• Input material:

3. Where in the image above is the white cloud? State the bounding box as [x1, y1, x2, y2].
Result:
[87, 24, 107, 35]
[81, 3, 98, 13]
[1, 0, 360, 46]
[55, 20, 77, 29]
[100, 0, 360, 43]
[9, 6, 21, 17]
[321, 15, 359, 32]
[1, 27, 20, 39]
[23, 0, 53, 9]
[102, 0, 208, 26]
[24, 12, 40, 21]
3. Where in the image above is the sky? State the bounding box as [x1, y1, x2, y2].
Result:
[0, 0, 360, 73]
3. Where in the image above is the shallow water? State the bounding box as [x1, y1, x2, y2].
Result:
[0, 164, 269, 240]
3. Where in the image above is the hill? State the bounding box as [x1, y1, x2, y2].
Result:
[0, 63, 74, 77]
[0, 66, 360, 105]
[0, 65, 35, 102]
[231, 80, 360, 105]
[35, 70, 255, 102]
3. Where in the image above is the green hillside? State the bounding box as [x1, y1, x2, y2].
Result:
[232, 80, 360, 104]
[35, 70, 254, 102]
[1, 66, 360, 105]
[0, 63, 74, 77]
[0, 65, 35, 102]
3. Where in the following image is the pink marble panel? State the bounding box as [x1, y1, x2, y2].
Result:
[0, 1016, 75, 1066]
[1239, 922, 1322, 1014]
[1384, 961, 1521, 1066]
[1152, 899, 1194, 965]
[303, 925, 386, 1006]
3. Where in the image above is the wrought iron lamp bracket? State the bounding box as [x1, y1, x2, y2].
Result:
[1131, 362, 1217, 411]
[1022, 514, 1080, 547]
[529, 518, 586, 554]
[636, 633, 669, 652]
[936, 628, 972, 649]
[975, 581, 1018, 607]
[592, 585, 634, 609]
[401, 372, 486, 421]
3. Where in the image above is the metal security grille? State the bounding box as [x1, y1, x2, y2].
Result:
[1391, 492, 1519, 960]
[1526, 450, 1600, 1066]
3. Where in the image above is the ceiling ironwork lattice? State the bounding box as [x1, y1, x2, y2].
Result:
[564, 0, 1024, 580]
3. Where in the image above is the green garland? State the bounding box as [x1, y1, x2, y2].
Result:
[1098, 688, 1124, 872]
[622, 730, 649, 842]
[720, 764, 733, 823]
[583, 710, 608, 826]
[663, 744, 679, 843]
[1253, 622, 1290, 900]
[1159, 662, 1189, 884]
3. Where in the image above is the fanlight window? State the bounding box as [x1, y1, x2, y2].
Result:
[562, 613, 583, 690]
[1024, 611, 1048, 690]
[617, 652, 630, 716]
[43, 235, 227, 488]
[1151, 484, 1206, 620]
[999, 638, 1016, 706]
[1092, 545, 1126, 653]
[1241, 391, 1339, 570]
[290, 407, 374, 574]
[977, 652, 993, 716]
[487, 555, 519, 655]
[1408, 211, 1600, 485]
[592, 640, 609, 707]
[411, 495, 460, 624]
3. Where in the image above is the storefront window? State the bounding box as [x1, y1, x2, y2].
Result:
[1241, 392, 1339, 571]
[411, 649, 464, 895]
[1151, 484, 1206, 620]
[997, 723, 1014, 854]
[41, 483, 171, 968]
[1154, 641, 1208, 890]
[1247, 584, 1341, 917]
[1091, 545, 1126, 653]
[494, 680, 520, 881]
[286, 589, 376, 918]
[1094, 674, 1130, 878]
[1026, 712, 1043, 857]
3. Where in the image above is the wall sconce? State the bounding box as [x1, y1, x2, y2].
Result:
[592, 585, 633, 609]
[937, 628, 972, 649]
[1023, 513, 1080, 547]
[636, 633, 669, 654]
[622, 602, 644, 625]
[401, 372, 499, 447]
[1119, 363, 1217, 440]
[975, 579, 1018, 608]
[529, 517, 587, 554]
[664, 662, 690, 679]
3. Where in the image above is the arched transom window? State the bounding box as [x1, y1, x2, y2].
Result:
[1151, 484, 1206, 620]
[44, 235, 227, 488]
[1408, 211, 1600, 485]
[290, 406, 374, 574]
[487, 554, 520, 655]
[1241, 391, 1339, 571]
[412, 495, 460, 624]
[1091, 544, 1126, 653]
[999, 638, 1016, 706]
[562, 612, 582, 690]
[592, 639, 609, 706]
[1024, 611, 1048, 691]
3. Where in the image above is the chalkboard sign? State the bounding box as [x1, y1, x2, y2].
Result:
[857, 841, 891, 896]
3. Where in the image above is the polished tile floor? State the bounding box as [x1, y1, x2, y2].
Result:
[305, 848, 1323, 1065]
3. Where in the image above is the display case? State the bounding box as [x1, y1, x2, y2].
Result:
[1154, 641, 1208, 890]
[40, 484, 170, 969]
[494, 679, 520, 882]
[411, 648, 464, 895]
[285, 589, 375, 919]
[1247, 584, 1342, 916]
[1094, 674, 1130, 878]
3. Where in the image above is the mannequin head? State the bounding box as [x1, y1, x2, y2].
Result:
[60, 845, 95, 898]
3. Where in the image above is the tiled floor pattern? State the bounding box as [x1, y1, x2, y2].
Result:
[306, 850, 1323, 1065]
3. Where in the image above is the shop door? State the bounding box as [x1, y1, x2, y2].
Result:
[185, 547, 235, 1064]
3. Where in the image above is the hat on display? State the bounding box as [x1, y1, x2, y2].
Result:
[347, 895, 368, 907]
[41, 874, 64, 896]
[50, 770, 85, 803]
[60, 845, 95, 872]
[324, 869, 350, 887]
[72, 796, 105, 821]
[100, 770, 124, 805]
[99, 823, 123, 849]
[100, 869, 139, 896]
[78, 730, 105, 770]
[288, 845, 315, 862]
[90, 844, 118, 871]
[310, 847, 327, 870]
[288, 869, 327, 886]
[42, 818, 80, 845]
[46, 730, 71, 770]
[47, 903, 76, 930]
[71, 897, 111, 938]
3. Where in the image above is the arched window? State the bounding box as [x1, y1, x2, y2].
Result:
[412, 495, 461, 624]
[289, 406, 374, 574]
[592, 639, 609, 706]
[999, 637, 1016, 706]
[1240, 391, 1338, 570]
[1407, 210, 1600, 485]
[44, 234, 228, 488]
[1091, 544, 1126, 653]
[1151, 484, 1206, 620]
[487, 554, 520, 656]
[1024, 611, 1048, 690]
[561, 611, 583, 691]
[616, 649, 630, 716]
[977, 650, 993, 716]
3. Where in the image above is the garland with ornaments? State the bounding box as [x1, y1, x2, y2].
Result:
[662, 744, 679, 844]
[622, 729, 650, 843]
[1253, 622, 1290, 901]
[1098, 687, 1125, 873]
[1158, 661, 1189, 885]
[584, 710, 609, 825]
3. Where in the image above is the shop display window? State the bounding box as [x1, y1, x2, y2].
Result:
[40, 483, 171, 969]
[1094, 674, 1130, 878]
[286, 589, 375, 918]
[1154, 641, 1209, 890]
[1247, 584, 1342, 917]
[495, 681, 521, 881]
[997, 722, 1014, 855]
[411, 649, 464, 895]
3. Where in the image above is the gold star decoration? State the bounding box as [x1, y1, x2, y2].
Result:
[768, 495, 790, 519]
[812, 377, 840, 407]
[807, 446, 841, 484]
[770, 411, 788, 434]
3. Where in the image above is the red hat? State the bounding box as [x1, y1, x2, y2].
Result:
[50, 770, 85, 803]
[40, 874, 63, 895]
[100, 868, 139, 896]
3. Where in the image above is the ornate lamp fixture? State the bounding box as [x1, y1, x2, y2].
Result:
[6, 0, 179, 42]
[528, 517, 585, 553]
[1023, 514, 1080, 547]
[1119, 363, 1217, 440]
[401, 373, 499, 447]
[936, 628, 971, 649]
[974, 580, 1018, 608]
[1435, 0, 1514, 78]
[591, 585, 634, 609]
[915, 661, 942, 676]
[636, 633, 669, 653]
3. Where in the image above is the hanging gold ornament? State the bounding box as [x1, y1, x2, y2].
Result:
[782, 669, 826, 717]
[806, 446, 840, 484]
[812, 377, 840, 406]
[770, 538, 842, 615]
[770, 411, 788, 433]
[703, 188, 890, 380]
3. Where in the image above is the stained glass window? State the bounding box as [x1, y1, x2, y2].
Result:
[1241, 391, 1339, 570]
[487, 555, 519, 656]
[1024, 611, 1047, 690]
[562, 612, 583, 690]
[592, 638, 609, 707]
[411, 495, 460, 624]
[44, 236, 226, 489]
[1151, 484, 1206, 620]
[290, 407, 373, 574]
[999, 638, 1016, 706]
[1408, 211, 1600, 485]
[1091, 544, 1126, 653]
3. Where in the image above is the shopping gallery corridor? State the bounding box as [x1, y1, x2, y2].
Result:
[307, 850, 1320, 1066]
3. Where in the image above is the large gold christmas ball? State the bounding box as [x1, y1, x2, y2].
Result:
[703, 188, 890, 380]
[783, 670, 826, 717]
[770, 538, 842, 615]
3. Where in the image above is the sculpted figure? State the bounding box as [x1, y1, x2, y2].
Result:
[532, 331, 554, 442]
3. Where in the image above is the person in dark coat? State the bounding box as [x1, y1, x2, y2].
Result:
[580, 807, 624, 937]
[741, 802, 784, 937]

• What to produce: Find the lines in the records that contain the word "display", then copy every one of them.

• Result for this task:
3. Where in the image above is the display case? State the bounding box as [x1, y1, x2, y2].
3. Where in the image above is the hat on display? State the bounding box as [x1, y1, x2, y2].
3. Where in the image above is the shop display window? State the bounding box as [x1, y1, x2, y2].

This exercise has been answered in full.